* [Aim of the task]: For the records shown below, return an exact copy that excludes the pictures.

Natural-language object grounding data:
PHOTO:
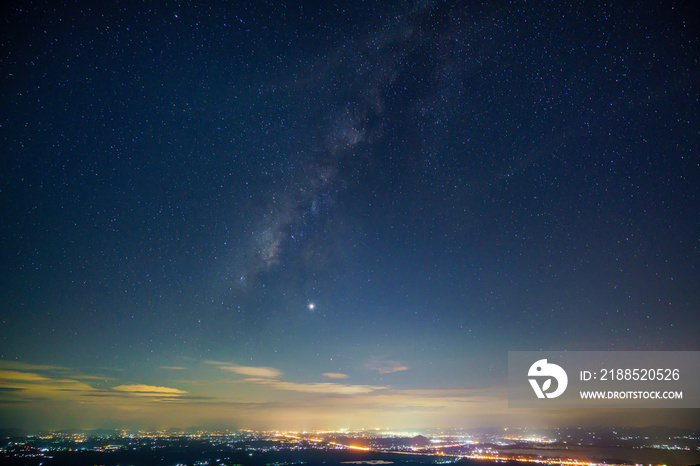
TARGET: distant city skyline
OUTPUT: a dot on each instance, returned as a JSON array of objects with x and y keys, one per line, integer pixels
[{"x": 339, "y": 215}]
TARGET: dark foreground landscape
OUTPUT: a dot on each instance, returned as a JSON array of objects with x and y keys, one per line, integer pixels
[{"x": 574, "y": 446}]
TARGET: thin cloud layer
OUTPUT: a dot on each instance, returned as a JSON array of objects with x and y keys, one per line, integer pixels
[
  {"x": 149, "y": 390},
  {"x": 250, "y": 371},
  {"x": 319, "y": 387},
  {"x": 386, "y": 367}
]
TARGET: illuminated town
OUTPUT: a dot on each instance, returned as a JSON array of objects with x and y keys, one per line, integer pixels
[{"x": 574, "y": 447}]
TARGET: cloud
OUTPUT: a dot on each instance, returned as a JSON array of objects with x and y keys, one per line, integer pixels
[
  {"x": 335, "y": 375},
  {"x": 386, "y": 367},
  {"x": 149, "y": 390},
  {"x": 320, "y": 388},
  {"x": 250, "y": 371}
]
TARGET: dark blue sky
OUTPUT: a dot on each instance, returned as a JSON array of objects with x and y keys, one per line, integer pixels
[{"x": 443, "y": 181}]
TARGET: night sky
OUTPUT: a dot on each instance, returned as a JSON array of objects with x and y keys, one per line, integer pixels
[{"x": 325, "y": 215}]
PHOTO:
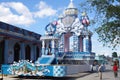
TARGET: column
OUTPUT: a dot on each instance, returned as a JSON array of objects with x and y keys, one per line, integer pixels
[
  {"x": 33, "y": 52},
  {"x": 22, "y": 55},
  {"x": 53, "y": 47},
  {"x": 90, "y": 44},
  {"x": 43, "y": 47},
  {"x": 81, "y": 43},
  {"x": 6, "y": 51},
  {"x": 87, "y": 43},
  {"x": 66, "y": 44},
  {"x": 75, "y": 43}
]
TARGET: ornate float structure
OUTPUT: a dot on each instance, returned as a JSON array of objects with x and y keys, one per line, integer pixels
[{"x": 66, "y": 48}]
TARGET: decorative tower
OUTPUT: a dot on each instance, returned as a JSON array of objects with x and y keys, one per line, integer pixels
[{"x": 69, "y": 25}]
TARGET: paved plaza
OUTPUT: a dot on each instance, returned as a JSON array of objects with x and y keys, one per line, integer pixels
[{"x": 107, "y": 75}]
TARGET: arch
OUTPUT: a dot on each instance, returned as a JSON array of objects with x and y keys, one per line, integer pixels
[
  {"x": 1, "y": 52},
  {"x": 27, "y": 52},
  {"x": 16, "y": 52}
]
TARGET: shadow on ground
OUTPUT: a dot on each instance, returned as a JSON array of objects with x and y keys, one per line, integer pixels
[{"x": 44, "y": 78}]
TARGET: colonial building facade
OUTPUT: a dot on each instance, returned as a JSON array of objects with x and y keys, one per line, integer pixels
[{"x": 18, "y": 44}]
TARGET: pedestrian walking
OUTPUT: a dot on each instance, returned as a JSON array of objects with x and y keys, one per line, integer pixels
[
  {"x": 115, "y": 69},
  {"x": 100, "y": 69}
]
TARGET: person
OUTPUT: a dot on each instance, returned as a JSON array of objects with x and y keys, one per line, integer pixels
[
  {"x": 100, "y": 69},
  {"x": 115, "y": 69}
]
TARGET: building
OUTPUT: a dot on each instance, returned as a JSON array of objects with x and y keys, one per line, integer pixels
[{"x": 18, "y": 44}]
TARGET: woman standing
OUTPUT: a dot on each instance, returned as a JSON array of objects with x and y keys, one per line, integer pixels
[{"x": 115, "y": 69}]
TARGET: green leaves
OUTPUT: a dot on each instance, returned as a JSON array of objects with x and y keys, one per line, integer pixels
[{"x": 109, "y": 29}]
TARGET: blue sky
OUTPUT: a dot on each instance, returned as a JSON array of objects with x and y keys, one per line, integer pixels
[{"x": 34, "y": 15}]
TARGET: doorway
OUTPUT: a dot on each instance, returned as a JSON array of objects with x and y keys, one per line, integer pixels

* [Written reply]:
PHOTO:
TARGET: distant city skyline
OUTPUT: a dot on each instance, returned as a JSON array of objects with x and y keys, one per line, integer pixels
[{"x": 339, "y": 215}]
TARGET: dark foreground landscape
OUTPUT: a dot on each instance, returned as a JSON array of objects with x and y keys, one per line, integer pixels
[{"x": 574, "y": 446}]
TARGET: thin cloud layer
OUTPUT: a dot on each instance, returned as a JSON array of objects with x and y keys, one per line, integer pixels
[
  {"x": 149, "y": 390},
  {"x": 250, "y": 371},
  {"x": 319, "y": 387},
  {"x": 386, "y": 367}
]
TARGET: illuminated town
OUTPUT: a dot on each instance, returned as a JSON array of objects with x and y keys, one per line, integer pixels
[{"x": 574, "y": 447}]
TARGET: cloud
OUTPUT: a dot on each instance, returned as a JSON array of objects with x and y keys, one per line, integer pixels
[
  {"x": 335, "y": 375},
  {"x": 386, "y": 367},
  {"x": 149, "y": 390},
  {"x": 320, "y": 388},
  {"x": 250, "y": 371}
]
TARGET: dark blue sky
OUTPUT: a dot on each instance, returned as a JSON array of objects with x and y keys, one per line, integer pixels
[{"x": 443, "y": 181}]
TARGET: night sky
OUTPUT: a dot on each instance, returned as a JSON array of objects with x and y keys, one per line, integer pixels
[{"x": 325, "y": 215}]
PHOTO:
TARGET: column
OUTPUT: a dot on each instance, returned as a JSON array of objects with x and y keys, one per line, integer pixels
[
  {"x": 33, "y": 52},
  {"x": 22, "y": 55},
  {"x": 53, "y": 47},
  {"x": 90, "y": 44},
  {"x": 43, "y": 47},
  {"x": 81, "y": 43},
  {"x": 6, "y": 51},
  {"x": 87, "y": 43},
  {"x": 66, "y": 44},
  {"x": 75, "y": 43}
]
TARGET: ornate float structure
OUTPUT: a dot on each instance, returned as a JSON array of objects with x and y keys, one per line, integer pixels
[{"x": 66, "y": 48}]
TARGET: decorative tower
OUTPUT: a dot on each instance, returned as a JSON array of objects with x and y keys, one per line, integer pixels
[{"x": 69, "y": 25}]
TARGET: paved plaza
OUTPUT: a dot on each instance, returned as a JSON array of objects with x and y keys, one per line, integer pixels
[{"x": 107, "y": 75}]
TARGET: arch
OUTPUT: a dot on each instance, returned as a JSON array of objects with x and y keys, one per line, integer pixels
[
  {"x": 1, "y": 52},
  {"x": 27, "y": 52},
  {"x": 16, "y": 52}
]
TARGET: shadow on ground
OUTPUT: a dot on each instance, returned as a JSON array of objects with x and y keys, one per line, integer pixels
[{"x": 44, "y": 78}]
TARGET: colonial building facade
OUTPUT: a dot on each instance, returned as a JSON array of objects with x and y keys, one per line, integer pixels
[{"x": 18, "y": 44}]
TARGET: pedestrian walking
OUTPUT: a dot on each instance, returned as a JSON array of objects with x and y keys, one per line, integer pixels
[
  {"x": 115, "y": 69},
  {"x": 100, "y": 69}
]
TARGET: person
OUTPUT: a dot on each instance, returned as a JSON array of objects with x and y keys, one per line, integer pixels
[
  {"x": 100, "y": 69},
  {"x": 115, "y": 69}
]
TARGET: building
OUTPUT: a dot on each instance, returned as a JSON array of objects with x and y keys, one per line, integer pixels
[{"x": 18, "y": 44}]
TARGET: woman standing
OUTPUT: a dot on each instance, returned as a JSON array of objects with x and y keys, one per line, integer pixels
[{"x": 115, "y": 69}]
TARGET: green leaves
OUTPUT: a dot on each instance, returned as a JSON array of objects with x and y keys, one per line, integer pixels
[{"x": 109, "y": 29}]
TARGET: blue sky
OUTPUT: a dot on each instance, returned as a JSON array of objects with x and y keys, one per line, integer pixels
[{"x": 34, "y": 15}]
TARGET: doorway
OUTPUT: a dot on each instance, returned as a JSON array of objects with x and y keys, one per line, integer pixels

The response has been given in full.